### TASK OBJECTIVE
Can you swap "put a point on" for "place a marker on" everywhere it occurs in the entries below and give them back with everything else left as it is?

::: DATA FOR THE TASK :::

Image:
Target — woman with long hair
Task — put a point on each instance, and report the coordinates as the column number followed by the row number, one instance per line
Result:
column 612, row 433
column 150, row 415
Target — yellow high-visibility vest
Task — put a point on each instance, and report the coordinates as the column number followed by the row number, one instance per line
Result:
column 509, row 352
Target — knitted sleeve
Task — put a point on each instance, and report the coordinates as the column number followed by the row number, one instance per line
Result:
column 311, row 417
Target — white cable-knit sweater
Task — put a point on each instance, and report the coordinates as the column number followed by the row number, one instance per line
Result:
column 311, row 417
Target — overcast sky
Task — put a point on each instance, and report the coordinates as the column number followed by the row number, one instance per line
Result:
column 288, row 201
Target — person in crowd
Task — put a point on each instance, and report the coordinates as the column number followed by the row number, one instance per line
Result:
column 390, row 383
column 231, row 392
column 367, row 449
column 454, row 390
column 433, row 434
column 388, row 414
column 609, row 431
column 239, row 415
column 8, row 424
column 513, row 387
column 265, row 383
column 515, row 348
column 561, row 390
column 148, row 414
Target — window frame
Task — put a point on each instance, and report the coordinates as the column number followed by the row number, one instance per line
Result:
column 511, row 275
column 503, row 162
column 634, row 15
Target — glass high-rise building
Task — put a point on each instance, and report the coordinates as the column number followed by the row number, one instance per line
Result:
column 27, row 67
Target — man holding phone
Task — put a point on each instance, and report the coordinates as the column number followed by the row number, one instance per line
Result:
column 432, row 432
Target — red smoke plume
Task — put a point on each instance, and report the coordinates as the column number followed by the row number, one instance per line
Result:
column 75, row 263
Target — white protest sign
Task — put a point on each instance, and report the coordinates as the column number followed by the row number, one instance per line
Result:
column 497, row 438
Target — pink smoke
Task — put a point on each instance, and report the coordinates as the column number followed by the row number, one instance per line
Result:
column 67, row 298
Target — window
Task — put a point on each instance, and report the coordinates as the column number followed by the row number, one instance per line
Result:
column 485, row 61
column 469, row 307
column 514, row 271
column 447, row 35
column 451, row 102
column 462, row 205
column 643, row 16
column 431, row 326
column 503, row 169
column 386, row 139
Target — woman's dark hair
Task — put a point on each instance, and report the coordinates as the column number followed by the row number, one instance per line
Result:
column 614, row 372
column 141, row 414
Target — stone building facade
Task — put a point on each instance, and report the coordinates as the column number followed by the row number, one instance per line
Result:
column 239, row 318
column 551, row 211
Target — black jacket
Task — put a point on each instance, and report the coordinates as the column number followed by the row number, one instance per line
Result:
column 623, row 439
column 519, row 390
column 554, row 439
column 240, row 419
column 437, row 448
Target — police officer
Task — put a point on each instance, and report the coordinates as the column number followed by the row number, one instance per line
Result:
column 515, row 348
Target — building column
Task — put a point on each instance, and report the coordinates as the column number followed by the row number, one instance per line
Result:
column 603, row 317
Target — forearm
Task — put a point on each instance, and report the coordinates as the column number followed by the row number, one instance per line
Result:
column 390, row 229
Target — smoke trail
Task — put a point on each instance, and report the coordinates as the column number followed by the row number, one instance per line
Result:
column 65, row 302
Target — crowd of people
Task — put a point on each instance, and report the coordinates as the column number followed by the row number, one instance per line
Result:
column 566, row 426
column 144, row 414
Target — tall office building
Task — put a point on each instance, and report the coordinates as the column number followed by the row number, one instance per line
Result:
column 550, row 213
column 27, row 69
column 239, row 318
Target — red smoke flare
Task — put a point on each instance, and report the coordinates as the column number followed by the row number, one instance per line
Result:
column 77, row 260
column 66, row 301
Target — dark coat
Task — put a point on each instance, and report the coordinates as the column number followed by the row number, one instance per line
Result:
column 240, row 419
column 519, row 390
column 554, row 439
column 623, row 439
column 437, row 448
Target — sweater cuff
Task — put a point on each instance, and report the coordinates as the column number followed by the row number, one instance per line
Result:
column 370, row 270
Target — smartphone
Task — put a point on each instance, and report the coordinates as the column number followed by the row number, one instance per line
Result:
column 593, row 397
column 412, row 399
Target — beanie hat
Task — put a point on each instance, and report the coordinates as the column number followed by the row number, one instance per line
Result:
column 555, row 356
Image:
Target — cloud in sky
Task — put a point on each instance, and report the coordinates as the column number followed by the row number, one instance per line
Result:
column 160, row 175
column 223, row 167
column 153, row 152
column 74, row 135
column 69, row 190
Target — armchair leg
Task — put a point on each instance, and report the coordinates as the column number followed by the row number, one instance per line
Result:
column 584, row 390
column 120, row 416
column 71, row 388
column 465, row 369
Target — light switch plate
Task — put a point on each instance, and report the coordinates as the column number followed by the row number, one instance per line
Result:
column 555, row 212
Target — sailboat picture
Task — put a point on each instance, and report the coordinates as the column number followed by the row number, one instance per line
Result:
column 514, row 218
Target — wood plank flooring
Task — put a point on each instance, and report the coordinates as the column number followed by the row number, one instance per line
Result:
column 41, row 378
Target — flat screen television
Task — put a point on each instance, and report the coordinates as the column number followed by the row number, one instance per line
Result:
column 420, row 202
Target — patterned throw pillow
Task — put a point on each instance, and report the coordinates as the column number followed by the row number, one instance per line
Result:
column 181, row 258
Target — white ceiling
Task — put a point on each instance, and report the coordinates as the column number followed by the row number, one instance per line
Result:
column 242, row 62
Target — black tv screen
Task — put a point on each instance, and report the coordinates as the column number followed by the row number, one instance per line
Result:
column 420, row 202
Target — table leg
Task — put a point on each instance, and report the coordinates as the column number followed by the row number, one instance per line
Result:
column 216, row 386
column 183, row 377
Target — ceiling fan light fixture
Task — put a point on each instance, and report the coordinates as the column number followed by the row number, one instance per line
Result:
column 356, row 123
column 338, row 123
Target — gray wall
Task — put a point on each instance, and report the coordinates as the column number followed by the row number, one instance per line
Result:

:::

### FULL OUTPUT
Image:
Target — woman with long hair
Task — place a marker on each instance, and report the coordinates as the column number followed by the row number, one instance per line
Result:
column 612, row 433
column 150, row 415
Target — yellow high-visibility vest
Task — place a marker on each instance, and report the coordinates as the column number followed by the row number, one instance per line
Result:
column 509, row 352
Target — knitted sleeve
Task — place a marker on each instance, and report the coordinates as the column number followed by the row number, one instance per line
Result:
column 311, row 417
Target — white cable-knit sweater
Task — place a marker on each instance, and report the coordinates as the column number followed by the row number, one instance per line
Result:
column 311, row 417
Target — overcast sky
Task — place a marker on each instance, and report the coordinates as the column number followed by the row number, one instance per line
Result:
column 288, row 201
Target — person in crowd
Task — place a marker on each instance, and report the coordinates as the column number followed by the row number, one instance per line
Result:
column 390, row 383
column 231, row 392
column 367, row 449
column 454, row 390
column 433, row 434
column 388, row 414
column 609, row 431
column 239, row 415
column 8, row 424
column 513, row 387
column 265, row 383
column 515, row 348
column 561, row 390
column 148, row 414
Target — window frame
Task — place a marker on each instance, and report the coordinates as the column number followed by the row number, one instance per line
Result:
column 511, row 275
column 503, row 162
column 634, row 15
Target — glass high-rise building
Task — place a marker on each instance, and report the coordinates as the column number followed by the row number, one instance per line
Result:
column 27, row 67
Target — man holding phone
Task — place a marker on each instance, and report the coordinates as the column number followed by the row number, one instance per line
Result:
column 432, row 432
Target — red smoke plume
Task — place a marker on each instance, and report the coordinates as the column number followed by the row number, one instance per line
Result:
column 75, row 263
Target — white protest sign
Task — place a marker on each instance, and report the coordinates as the column number followed by the row number, one instance per line
Result:
column 497, row 438
Target — pink smoke
Task — place a marker on each instance, and report the coordinates as the column number followed by the row number, one instance per line
Result:
column 67, row 298
Target — window
Task — place a marker on each instance, and report the coordinates as the column number followed by the row number, one instance per line
Result:
column 485, row 61
column 469, row 307
column 514, row 271
column 447, row 35
column 451, row 102
column 462, row 205
column 643, row 16
column 431, row 326
column 503, row 169
column 386, row 139
Target — woman's dark hair
Task — place a marker on each instance, and report the coordinates as the column number followed by the row number, one instance per line
Result:
column 614, row 372
column 141, row 414
Target — stone building facade
Task — place a marker on each instance, and report the coordinates as the column number followed by the row number, one instance per line
Result:
column 239, row 318
column 551, row 211
Target — black jacket
Task — place a marker on each instance, and report the coordinates as the column number followed by the row number, one instance per line
Result:
column 623, row 439
column 519, row 390
column 554, row 439
column 240, row 419
column 437, row 448
Target — police officer
Task — place a marker on each instance, and report the coordinates as the column number followed by the row number, one instance per line
Result:
column 515, row 348
Target — building column
Task — place a marker on each instance, and report the coordinates as the column number followed by the row number, one instance per line
Result:
column 603, row 317
Target — forearm
Task — place a marker on each instance, and report the coordinates as the column number followed by the row number, one instance per line
Result:
column 390, row 229
Target — smoke trail
Task — place a marker on each instance, and report the coordinates as the column number followed by the row number, one instance per line
Result:
column 65, row 302
Target — crowd of people
Task — place a marker on each instance, and report the coordinates as the column number followed by the row number, one instance per line
Result:
column 566, row 426
column 144, row 414
Target — tall office building
Task — place a marker on each instance, and report the coordinates as the column number followed by the row number, one instance per line
Result:
column 550, row 213
column 27, row 69
column 239, row 318
Target — red smoke flare
Task — place a marker on each instance, and report the coordinates as the column number followed by the row number, one instance per line
Result:
column 77, row 260
column 66, row 301
Target — dark coat
Task — place a marker on each instance, and report the coordinates as the column number followed by the row number, one instance per line
Result:
column 240, row 419
column 519, row 390
column 554, row 439
column 623, row 439
column 437, row 448
Target — sweater cuff
Task — place a marker on each instance, and report the coordinates as the column number followed by the row number, one instance per line
Result:
column 370, row 270
Target — smartphone
Task — place a marker on each instance, and report the coordinates as the column number followed by the row number, one instance per line
Result:
column 593, row 397
column 412, row 399
Target — beanie hat
Task — place a marker on each instance, and report the coordinates as the column number followed by the row number, one instance per line
Result:
column 555, row 356
Image:
Target — cloud in sky
Task — place a marker on each instance, and report the coordinates as the column number followed by the row number, one instance per line
Result:
column 160, row 175
column 223, row 167
column 153, row 152
column 74, row 135
column 69, row 190
Target — armchair leg
Task — place a marker on each instance, and report the coordinates as the column number followed by the row number, one instance per line
Result:
column 584, row 390
column 120, row 416
column 71, row 388
column 465, row 369
Target — light switch plate
Task — place a marker on each instance, and report the coordinates as the column number followed by the row number, one instance per line
Result:
column 555, row 212
Target — sailboat picture
Task — place a marker on each instance, and report the coordinates as the column number followed by the row number, one instance per line
Result:
column 514, row 218
Target — wood plank flooring
Task — place a marker on each instance, and report the coordinates as the column number followed by the row number, one instance per line
Result:
column 41, row 378
Target — flat screen television
Task — place a marker on each instance, and report the coordinates as the column number followed by the row number, one instance per line
Result:
column 420, row 202
Target — patterned throw pillow
Task — place a marker on each instance, and report the coordinates as the column number followed by the row number, one instance per line
Result:
column 181, row 258
Target — white ceiling
Task — place a marker on each instance, and report the coordinates as the column number followed by the row number, one instance per line
Result:
column 242, row 62
Target — black tv screen
Task — place a marker on each instance, and report the coordinates as the column number followed by the row number, one instance per line
Result:
column 420, row 202
Target — table leg
Task — place a marker on each instance, and report the coordinates as the column number followed by the row number, one instance per line
Result:
column 216, row 386
column 183, row 377
Target — ceiling fan light fixture
Task — place a marker on each instance, and report the coordinates as the column number followed by the row number, one instance per line
Result:
column 356, row 123
column 338, row 123
Target — gray wall
Task — place a marker on each instance, and report the coordinates as the column number followed by the row number, one instance per line
Result:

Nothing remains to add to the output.